- _What to do_
Reproduce every line of the entries from the line containing "Where can the dirt" up to and including the final line of the entries, keeping the requests unchanged but scaling each point coordinate in the answers by 0.2 and rounding to the nearest whole number, with halves rounded up. Omit the pictures from your reproduction.

- _Input for this task_
+ + + +
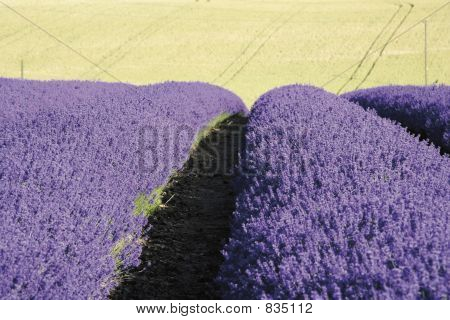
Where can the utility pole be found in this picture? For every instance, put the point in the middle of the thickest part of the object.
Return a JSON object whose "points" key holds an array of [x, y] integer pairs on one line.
{"points": [[426, 52]]}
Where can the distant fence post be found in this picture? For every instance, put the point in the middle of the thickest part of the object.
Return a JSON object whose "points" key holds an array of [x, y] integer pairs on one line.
{"points": [[426, 51]]}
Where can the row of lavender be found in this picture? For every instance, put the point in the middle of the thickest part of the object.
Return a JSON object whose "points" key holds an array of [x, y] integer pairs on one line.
{"points": [[338, 203], [423, 110], [74, 156]]}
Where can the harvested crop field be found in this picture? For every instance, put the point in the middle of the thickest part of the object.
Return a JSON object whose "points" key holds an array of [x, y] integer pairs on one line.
{"points": [[225, 150], [248, 47]]}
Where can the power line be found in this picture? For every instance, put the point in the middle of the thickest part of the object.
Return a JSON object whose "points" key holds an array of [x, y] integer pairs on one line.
{"points": [[393, 39], [60, 41]]}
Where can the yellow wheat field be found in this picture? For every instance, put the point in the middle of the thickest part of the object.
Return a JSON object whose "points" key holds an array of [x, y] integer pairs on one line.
{"points": [[247, 46]]}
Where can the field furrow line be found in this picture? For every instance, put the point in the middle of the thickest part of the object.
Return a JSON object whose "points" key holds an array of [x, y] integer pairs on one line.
{"points": [[166, 20], [261, 46], [372, 67], [249, 45], [366, 54]]}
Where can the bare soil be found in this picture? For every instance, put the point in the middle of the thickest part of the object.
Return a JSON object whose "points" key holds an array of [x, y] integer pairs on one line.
{"points": [[185, 236]]}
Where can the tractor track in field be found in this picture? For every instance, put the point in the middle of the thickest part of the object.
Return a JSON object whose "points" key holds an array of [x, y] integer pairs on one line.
{"points": [[184, 237], [262, 45], [23, 33], [250, 43], [372, 45], [155, 26], [388, 41]]}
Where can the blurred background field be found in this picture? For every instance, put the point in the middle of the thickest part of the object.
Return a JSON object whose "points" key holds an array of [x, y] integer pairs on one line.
{"points": [[247, 46]]}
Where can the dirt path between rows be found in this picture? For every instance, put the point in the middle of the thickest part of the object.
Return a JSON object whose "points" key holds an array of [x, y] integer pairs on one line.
{"points": [[182, 255]]}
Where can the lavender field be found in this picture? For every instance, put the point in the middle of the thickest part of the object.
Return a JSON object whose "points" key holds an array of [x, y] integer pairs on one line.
{"points": [[73, 190], [328, 199]]}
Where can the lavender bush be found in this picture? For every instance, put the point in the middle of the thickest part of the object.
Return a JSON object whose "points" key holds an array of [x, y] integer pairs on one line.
{"points": [[336, 203], [76, 159], [423, 110]]}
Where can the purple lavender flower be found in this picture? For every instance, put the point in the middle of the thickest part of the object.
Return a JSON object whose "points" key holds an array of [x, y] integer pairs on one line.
{"points": [[336, 203], [72, 163], [423, 110]]}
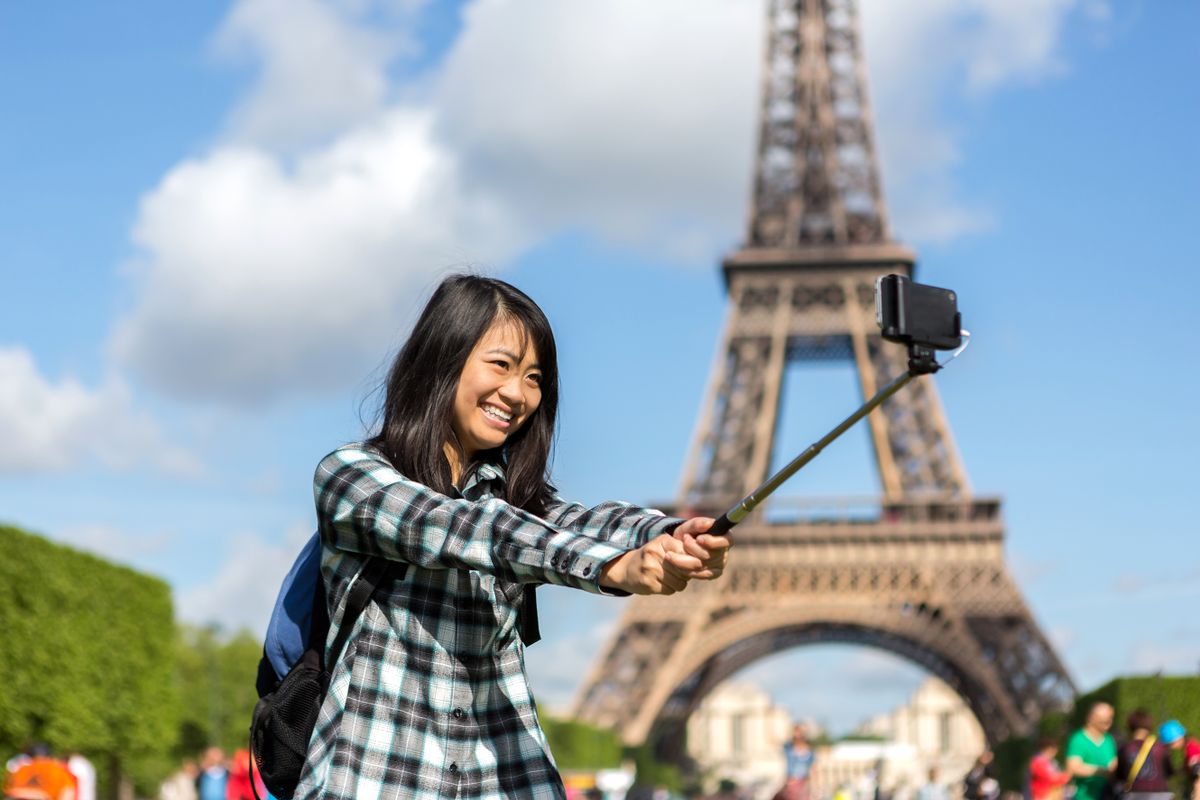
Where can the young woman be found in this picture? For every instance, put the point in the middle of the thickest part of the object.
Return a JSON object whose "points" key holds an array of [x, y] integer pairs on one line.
+ + + +
- _Exercise result_
Where can the dirt path between rows be found in this picture? For every instance, put the point in the middle of the thickest part of the object.
Return a JSON object whose "points" key holds an array of [x, y] integer pairs on one line.
{"points": [[36, 51]]}
Where can the lavender field be found in this picture? For every instance, put the point in the middle of the thickest part of the object.
Return a JSON object whose "points" key holds an array of [x, y] integer pairs on one line.
{"points": [[15, 38], [66, 40]]}
Where can the lavender bush be found in this picture? For every instance, put the point in the middle of the thickest part of the object.
Return a JSON object whose "points" key holds an array of [x, y] integer pairs on one line.
{"points": [[67, 41], [15, 32], [85, 22]]}
Where can the purple lavender flower be found in this picture? For every instance, put the point in the middle of the thickest part of the object.
Return a JSON object whose "points" key holds an array of [x, y] integer pairs on one line.
{"points": [[67, 41], [14, 33], [85, 22]]}
Where can the young woman be found in this picture? For every instance, put the point in the middle of the thickest part of the object.
Return a JSON object whose "points" key holds an array of [x, y] integer pairs on one line.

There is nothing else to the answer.